Named-object pointing records

>> Begin

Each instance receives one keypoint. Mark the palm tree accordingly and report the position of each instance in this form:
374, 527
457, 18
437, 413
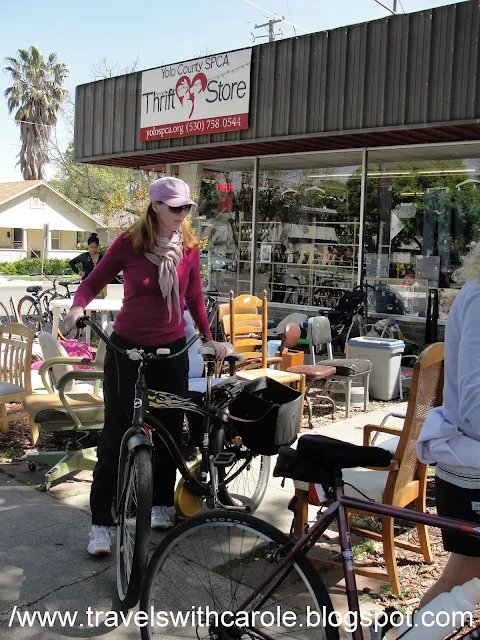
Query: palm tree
36, 95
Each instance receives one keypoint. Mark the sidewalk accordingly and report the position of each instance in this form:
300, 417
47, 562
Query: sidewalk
44, 565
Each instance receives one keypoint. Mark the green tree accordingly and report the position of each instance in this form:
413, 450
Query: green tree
36, 96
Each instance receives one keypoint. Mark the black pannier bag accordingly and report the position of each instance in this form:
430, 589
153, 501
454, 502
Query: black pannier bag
266, 414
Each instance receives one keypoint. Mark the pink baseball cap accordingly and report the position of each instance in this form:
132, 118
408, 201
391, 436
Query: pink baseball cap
171, 191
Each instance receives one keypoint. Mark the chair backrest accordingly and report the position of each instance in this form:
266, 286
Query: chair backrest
249, 331
297, 318
51, 348
426, 392
243, 304
196, 364
319, 333
16, 344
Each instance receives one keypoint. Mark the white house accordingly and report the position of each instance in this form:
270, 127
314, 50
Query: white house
25, 207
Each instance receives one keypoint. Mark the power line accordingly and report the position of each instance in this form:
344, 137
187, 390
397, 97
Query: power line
271, 30
38, 124
392, 11
275, 16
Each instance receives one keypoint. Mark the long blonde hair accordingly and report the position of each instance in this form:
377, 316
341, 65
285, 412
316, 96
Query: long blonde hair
143, 233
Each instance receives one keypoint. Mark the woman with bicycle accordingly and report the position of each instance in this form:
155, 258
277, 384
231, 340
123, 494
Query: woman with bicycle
160, 259
450, 436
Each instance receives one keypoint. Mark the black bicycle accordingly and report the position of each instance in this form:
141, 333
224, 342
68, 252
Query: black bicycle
34, 309
225, 455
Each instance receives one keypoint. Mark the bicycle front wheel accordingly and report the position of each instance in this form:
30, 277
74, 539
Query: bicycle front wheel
4, 314
133, 526
244, 483
205, 569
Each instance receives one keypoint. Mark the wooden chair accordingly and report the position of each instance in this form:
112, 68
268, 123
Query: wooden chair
242, 305
403, 483
16, 343
246, 336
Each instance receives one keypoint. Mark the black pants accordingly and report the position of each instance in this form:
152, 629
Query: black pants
119, 392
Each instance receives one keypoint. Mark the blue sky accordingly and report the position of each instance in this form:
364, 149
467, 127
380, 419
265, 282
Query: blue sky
156, 33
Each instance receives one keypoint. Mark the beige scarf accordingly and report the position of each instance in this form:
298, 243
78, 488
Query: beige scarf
167, 254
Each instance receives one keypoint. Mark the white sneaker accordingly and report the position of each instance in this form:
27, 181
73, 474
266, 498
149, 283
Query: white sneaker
99, 544
161, 518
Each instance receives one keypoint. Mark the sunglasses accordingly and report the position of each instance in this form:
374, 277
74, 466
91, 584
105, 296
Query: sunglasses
185, 207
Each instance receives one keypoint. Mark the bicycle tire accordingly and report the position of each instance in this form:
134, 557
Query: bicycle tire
227, 494
216, 525
62, 332
33, 321
129, 574
4, 315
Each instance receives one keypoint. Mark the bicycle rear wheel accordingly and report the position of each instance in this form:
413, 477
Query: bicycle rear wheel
30, 314
133, 526
211, 564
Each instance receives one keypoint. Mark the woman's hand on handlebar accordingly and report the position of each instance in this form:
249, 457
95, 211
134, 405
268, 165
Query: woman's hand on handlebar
72, 317
221, 351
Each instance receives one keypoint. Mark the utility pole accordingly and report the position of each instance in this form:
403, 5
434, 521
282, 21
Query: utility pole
271, 30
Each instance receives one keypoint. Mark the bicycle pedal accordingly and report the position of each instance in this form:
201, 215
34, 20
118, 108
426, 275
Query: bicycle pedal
224, 459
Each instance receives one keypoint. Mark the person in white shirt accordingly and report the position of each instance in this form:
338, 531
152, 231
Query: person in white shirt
450, 437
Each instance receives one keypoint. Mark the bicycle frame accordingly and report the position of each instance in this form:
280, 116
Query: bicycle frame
338, 510
137, 435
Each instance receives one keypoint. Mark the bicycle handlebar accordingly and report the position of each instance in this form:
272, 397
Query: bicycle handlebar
134, 354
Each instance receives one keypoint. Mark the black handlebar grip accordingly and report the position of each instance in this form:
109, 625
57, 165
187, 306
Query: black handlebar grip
81, 322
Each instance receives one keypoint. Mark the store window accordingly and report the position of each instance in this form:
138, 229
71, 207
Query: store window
223, 221
55, 240
421, 218
308, 229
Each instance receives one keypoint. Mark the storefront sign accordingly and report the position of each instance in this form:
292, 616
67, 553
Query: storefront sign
202, 96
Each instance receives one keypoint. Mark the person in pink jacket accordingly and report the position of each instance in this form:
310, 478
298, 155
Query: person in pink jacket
160, 259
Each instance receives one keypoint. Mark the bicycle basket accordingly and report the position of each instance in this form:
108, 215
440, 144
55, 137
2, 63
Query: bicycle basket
266, 414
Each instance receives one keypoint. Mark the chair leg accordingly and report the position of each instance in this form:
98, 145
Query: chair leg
3, 415
388, 536
348, 393
300, 518
34, 432
310, 415
366, 387
422, 530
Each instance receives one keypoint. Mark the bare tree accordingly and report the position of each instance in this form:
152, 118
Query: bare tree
104, 68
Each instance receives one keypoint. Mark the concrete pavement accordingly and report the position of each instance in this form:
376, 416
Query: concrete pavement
44, 565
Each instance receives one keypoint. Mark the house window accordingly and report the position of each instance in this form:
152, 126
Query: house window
38, 201
55, 240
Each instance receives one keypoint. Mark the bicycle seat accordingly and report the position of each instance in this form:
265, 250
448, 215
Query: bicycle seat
336, 454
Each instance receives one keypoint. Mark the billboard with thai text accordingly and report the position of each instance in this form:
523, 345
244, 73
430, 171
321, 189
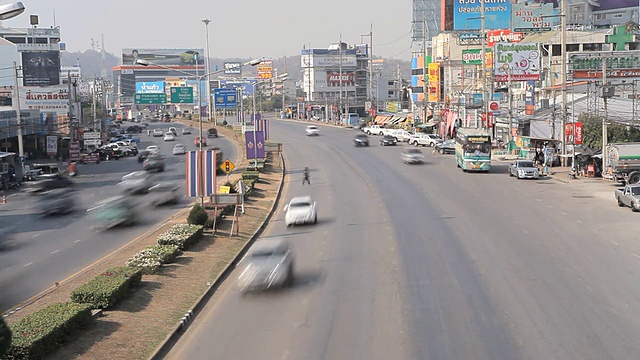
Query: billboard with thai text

>> End

The lines from the one holding "Each instance receives one keypoint. Mark the chair leg" through the end of the material above are to be echoed exactly, both ends included. Do not include pictures.

Each instance receives one keypoint. Mark the chair leg accordingly and report the position of each instance in this form:
98, 145
Query: chair leg
3, 415
388, 536
348, 393
300, 518
34, 432
310, 415
366, 387
422, 530
Each instance receives one keypoint. Mark the bare tree accordingly and report the position of each instance in this form:
152, 118
Query: bare tree
104, 68
Each instance receives one keypoint. Mark the concrete pavement accordingly and report the position of each instance in this form:
376, 416
Query: concrete pavement
44, 565
Each instance receives one keypoint. Mark the house window accordingly and report the position of each instance in this form:
152, 126
Query: house window
38, 201
55, 240
Each instance receives one keypoint. Mark the bicycle seat accordingly and report the position of each instance in this form:
265, 250
448, 215
Query: bicycle seat
336, 454
Each instance receives one keypoint. Mark the billboard with thai text accordingly and report the position of each instance in this form:
523, 345
244, 73
430, 171
321, 189
Query: billboard with thai text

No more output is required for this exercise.